#### [Extracted text]
◆ ◆ ◆ ◆ ◆
Protect Your Encryption Key

If you lose the FIELD_ENCRYPTION_KEY, all stored credentials become unrecoverable. Back it up securely.

TOTP-Based MFA

Pipelit supports Time-based One-Time Password (TOTP) for multi-factor authentication:

  • Standard TOTP compatible with authenticator apps (Google Authenticator, Authy, etc.)
  • Rate limiting on failed attempts
  • Account lockout after repeated failures

Agent Identity Verification

When agents communicate with each other (e.g., via spawn_and_await), they can verify identity using TOTP:

  • Each agent user has a TOTP secret
  • The get_totp_code tool retrieves the current code
  • Receiving agents can verify the code to confirm the sender's identity
  • Prevents unauthorized agent impersonation

Credential Scope

Credentials are global — any authenticated user can use any credential for workflow execution. The user_profile field on credentials tracks who created them, not ownership.

Agent Users

Agent users are special accounts created for automated operations:

  • Created without passwords (API key only) via create_agent_user
  • Separate API keys from the owner's personal key
  • Used for agent-to-agent communication and self-modification

Best Practice

Never use your personal API key for agent operations. Always create separate agent users with their own API keys.
◆ ◆ ◆ ◆ ◆
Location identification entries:
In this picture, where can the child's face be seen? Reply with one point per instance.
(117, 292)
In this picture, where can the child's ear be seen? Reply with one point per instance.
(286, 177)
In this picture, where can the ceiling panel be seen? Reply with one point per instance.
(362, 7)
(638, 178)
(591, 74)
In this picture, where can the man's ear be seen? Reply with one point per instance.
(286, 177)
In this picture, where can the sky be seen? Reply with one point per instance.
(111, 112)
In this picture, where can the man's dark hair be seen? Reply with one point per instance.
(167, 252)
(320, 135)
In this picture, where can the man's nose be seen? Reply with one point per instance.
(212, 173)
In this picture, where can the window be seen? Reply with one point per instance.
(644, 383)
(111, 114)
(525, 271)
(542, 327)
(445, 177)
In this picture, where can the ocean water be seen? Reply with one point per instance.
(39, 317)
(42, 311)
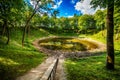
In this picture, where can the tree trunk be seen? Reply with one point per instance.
(26, 27)
(4, 28)
(27, 22)
(8, 34)
(110, 32)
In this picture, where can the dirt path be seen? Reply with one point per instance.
(36, 73)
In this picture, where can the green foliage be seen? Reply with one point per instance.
(100, 17)
(16, 60)
(86, 22)
(92, 68)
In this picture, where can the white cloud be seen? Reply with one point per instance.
(85, 7)
(72, 1)
(58, 3)
(70, 16)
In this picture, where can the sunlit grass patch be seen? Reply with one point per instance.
(92, 68)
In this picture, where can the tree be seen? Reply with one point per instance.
(99, 16)
(8, 11)
(39, 6)
(86, 22)
(110, 29)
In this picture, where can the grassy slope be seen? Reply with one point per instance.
(93, 68)
(15, 60)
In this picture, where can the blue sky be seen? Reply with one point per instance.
(68, 8)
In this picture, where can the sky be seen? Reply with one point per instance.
(68, 8)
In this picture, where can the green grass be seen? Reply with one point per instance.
(92, 68)
(16, 60)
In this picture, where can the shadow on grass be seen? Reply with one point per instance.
(13, 63)
(92, 68)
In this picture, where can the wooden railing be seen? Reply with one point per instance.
(50, 73)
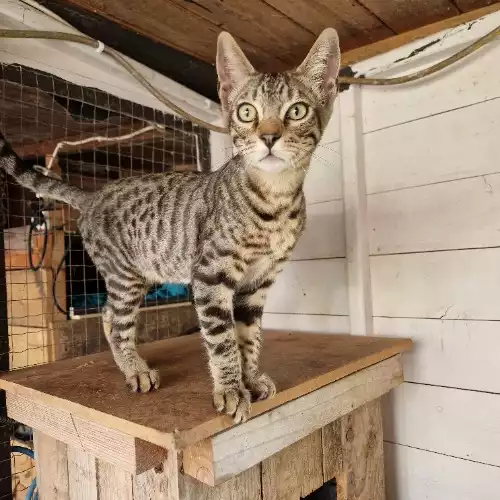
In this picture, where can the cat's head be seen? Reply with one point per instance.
(276, 120)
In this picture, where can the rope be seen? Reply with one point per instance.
(116, 56)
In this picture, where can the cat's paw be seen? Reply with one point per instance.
(233, 401)
(261, 387)
(145, 381)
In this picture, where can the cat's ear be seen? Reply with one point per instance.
(233, 68)
(320, 68)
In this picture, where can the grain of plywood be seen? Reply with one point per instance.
(235, 450)
(300, 363)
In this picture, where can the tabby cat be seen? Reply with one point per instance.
(227, 232)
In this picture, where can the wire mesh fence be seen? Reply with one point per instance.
(51, 294)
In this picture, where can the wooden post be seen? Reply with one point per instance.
(51, 458)
(354, 455)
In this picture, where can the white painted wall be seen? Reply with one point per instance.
(403, 239)
(432, 168)
(311, 293)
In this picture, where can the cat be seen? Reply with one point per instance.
(227, 232)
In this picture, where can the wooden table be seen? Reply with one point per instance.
(95, 440)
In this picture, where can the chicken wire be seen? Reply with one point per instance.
(50, 292)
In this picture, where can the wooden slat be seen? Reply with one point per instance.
(300, 288)
(460, 151)
(439, 285)
(324, 236)
(239, 448)
(414, 474)
(321, 323)
(186, 31)
(463, 424)
(460, 86)
(466, 5)
(299, 363)
(112, 446)
(51, 458)
(445, 347)
(316, 17)
(113, 483)
(400, 220)
(82, 475)
(295, 472)
(388, 44)
(404, 15)
(281, 39)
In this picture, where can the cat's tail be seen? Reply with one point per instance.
(36, 181)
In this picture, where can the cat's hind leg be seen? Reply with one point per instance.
(119, 322)
(248, 310)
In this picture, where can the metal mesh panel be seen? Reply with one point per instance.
(50, 292)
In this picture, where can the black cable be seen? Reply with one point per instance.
(54, 283)
(38, 220)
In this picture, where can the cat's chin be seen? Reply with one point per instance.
(271, 164)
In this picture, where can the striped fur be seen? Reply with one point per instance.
(227, 233)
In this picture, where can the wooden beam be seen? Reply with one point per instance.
(402, 15)
(183, 412)
(368, 51)
(227, 454)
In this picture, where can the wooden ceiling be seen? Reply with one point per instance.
(275, 34)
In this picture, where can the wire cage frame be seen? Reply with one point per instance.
(51, 294)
◆ ◆ ◆ ◆ ◆
#### [List of tasks]
**a.** From the Pipelit security notes above the items, write out the passage starting with "Credential Scope" and going on through "them, not ownership.".
**b.** According to the Pipelit security notes, what does the user_profile field on credentials track?
**c.** Resume the Pipelit security notes from where they stop.

#### [Results]
**a.**
Credential Scope

Credentials are global — any authenticated user can use any credential for workflow execution. The user_profile field on credentials tracks who created them, not ownership.

**b.** It tracks who created the credentials, not who owns them.

**c.**
Sandboxed Code Execution

Agent shell commands run inside an OS-level sandbox that isolates each workspace from the host filesystem, environment variables, and network. The sandbox uses bubblewrap (bwrap) on Linux with an Alpine rootfs, or container-level isolation when running inside Docker/Kubernetes.

If no sandbox is available, execution is refused — Pipelit does not fall back to unsandboxed execution.

Key protections:

  • Filesystem isolation — agents can only read/write their workspace directory and /tmp
  • Environment scrubbing — host secrets in environment variables are not visible
  • Network control — network access is configurable per workspace
  • Process namespace — agents cannot see host processes

See Sandbox for the full architecture, detection logic, and configuration.

Security Checklist

Item Development Production
FIELD_ENCRYPTION_KEY Generate any key Generate and securely store
SECRET_KEY Default OK Must change
CORS_ALLOW_ALL_ORIGINS true OK Set to false
DEBUG true OK Must be false
HTTPS Not required Required
Redis auth Not required Enable requirepass
Bubblewrap Must be installed Must be installed (or run in container)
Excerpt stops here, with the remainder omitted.